» **Problem statement**: Copy out only the span from the line with "[point] every instance of the grey" to the end of the data, both ends kept, word for word.

[Dataset items]
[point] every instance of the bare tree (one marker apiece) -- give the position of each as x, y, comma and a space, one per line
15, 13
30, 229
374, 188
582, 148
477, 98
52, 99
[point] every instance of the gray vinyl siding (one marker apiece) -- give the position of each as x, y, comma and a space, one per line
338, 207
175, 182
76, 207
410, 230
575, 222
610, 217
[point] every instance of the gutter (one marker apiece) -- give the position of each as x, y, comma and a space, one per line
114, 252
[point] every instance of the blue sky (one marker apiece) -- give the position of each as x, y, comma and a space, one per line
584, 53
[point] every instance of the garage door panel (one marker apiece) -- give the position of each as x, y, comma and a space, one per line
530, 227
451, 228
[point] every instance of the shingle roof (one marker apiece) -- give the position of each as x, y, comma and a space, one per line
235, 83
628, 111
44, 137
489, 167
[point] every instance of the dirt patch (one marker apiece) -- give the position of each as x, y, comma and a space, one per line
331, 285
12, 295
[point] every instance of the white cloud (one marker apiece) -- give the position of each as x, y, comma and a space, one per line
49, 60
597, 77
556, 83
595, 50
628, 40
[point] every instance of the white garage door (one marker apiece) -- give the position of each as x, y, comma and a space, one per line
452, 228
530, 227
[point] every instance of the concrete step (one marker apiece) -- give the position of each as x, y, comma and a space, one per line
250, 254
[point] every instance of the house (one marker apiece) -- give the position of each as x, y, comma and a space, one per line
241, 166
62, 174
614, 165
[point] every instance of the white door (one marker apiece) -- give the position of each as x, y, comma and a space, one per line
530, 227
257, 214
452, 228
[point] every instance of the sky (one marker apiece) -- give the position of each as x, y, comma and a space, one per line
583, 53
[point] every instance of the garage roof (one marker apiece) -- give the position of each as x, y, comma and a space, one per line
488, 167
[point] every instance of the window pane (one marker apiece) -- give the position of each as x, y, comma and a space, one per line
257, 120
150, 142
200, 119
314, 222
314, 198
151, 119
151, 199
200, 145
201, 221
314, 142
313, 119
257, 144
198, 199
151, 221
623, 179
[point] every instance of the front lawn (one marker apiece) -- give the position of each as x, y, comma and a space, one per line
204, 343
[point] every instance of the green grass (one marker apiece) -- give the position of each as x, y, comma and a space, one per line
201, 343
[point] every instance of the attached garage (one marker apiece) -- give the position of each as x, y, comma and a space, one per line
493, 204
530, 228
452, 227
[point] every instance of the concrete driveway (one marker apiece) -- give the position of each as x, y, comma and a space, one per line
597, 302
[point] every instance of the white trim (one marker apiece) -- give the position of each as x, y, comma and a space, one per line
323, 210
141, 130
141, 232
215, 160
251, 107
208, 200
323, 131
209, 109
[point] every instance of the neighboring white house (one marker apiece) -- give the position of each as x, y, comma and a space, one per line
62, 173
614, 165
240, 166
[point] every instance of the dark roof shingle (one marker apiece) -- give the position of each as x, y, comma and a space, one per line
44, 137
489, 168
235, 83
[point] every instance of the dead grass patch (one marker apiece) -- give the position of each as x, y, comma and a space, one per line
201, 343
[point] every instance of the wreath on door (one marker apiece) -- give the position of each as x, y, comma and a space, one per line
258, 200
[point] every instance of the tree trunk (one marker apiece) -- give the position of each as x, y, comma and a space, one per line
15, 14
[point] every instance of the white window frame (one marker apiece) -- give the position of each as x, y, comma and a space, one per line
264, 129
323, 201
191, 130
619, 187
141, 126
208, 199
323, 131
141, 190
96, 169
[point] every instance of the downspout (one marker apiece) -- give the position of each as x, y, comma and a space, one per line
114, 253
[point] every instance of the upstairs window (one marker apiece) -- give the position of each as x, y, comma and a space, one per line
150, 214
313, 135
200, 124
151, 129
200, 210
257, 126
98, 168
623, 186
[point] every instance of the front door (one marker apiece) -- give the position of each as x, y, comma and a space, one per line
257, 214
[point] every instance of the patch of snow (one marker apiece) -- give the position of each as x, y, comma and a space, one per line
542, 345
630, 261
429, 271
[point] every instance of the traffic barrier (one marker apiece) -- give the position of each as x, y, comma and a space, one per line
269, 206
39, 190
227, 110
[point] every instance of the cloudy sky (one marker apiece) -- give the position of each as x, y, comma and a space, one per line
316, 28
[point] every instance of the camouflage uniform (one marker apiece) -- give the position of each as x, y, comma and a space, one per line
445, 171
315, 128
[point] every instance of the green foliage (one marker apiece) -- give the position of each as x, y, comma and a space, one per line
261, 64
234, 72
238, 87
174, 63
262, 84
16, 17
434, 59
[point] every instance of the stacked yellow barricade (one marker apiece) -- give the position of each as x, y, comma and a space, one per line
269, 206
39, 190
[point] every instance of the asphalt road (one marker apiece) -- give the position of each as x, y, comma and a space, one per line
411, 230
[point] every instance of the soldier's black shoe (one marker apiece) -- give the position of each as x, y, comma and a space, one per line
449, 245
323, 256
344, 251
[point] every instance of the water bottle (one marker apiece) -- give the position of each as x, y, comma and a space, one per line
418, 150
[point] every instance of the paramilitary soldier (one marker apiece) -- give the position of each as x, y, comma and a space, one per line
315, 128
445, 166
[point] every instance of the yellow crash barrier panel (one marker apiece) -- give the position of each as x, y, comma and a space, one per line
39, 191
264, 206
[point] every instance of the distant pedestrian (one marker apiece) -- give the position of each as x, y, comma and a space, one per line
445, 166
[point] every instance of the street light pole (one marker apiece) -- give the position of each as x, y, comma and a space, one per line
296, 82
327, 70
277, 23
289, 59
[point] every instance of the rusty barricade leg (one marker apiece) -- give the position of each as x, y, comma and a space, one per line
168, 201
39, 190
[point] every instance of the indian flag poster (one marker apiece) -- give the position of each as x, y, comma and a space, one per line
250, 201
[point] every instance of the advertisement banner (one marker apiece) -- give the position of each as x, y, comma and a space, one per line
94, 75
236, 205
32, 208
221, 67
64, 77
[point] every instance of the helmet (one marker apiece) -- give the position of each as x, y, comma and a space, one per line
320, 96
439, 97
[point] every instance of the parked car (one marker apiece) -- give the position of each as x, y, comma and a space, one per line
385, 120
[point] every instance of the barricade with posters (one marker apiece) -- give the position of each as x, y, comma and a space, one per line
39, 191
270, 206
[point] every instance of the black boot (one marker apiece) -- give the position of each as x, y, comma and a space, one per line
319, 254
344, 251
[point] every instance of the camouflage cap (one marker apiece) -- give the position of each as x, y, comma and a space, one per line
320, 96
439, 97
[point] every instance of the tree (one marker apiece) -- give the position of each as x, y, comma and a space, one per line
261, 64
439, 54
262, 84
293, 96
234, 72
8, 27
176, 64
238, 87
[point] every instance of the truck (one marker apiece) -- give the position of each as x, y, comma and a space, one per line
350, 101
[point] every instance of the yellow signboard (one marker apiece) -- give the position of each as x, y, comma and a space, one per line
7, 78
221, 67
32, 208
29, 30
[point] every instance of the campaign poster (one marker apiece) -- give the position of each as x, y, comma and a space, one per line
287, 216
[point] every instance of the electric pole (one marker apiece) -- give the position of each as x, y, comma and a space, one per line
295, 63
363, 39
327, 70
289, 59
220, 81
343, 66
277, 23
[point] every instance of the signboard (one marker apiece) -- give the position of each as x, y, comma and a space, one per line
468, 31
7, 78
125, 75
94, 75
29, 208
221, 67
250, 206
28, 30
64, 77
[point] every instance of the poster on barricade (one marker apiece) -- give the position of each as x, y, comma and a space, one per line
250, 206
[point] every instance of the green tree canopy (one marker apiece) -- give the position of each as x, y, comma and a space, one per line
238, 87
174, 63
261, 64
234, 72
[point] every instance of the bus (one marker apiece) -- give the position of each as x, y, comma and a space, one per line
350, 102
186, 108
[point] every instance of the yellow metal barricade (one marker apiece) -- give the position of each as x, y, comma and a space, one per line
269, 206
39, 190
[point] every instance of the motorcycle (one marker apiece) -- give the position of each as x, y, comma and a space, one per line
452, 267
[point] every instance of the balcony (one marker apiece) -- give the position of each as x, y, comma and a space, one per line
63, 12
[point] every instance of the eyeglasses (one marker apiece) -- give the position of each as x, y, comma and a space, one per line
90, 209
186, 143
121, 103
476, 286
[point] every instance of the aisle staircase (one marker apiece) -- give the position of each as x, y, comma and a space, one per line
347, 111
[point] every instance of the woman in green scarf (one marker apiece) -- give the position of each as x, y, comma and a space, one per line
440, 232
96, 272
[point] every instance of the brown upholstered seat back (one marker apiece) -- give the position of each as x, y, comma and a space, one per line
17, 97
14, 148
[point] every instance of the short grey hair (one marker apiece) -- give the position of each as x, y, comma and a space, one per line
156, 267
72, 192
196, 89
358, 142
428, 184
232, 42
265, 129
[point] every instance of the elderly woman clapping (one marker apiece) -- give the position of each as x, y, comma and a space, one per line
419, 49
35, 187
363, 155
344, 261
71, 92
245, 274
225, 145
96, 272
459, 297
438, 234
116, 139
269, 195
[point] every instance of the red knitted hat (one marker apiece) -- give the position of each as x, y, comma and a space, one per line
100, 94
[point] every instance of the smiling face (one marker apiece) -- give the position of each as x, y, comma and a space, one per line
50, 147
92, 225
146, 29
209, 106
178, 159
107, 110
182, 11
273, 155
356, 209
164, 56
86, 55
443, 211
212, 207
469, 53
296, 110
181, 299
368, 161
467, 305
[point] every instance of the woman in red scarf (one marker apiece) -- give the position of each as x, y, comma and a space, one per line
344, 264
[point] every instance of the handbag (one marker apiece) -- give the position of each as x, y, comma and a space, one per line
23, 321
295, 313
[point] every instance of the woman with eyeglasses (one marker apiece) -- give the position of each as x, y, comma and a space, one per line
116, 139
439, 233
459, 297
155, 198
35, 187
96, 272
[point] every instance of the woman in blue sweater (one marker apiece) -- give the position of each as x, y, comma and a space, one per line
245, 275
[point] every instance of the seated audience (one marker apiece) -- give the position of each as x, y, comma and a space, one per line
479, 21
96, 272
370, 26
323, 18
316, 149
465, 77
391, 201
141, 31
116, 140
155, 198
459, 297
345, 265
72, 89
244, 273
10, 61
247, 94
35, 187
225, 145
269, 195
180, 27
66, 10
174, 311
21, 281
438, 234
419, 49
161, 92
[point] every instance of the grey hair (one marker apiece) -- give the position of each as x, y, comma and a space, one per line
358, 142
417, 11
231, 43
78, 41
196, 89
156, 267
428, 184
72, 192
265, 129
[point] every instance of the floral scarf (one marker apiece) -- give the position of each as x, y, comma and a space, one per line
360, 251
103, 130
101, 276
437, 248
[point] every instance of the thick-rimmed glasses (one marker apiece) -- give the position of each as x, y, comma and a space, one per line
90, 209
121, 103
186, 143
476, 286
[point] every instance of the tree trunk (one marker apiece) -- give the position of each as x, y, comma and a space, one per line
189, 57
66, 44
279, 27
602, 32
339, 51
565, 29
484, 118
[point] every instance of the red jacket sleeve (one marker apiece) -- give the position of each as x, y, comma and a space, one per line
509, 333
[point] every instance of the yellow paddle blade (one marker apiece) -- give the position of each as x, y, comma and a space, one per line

» **Result**:
[point] every instance of the grey hair (one marker apiece) -- give the position of each as x, y, comma and a space, one per line
358, 142
417, 11
231, 43
78, 41
196, 89
156, 267
428, 184
72, 192
265, 129
[point] every instance of the floral scarf (one marker apiece) -- give the position of each as x, y, comma and a space, one per line
360, 251
103, 130
101, 276
437, 248
[point] every instance of the thick-rimmed glasses (one marker apiece) -- give the position of each as x, y, comma and a space, one per line
90, 209
121, 103
186, 143
476, 286
[point] every instance of the tree trunk (one marker apiece) -- give the position of each as x, y, comma and a space, one per line
189, 57
66, 44
279, 27
602, 32
339, 51
565, 29
484, 118
[point] every instance of the red jacket sleeve (one marker apiece) -- give the position of each as x, y, comma and a space, one per line
509, 333
[point] every instance of the yellow paddle blade (one marker apiece) -- give the position of each as x, y, comma and a space, one per line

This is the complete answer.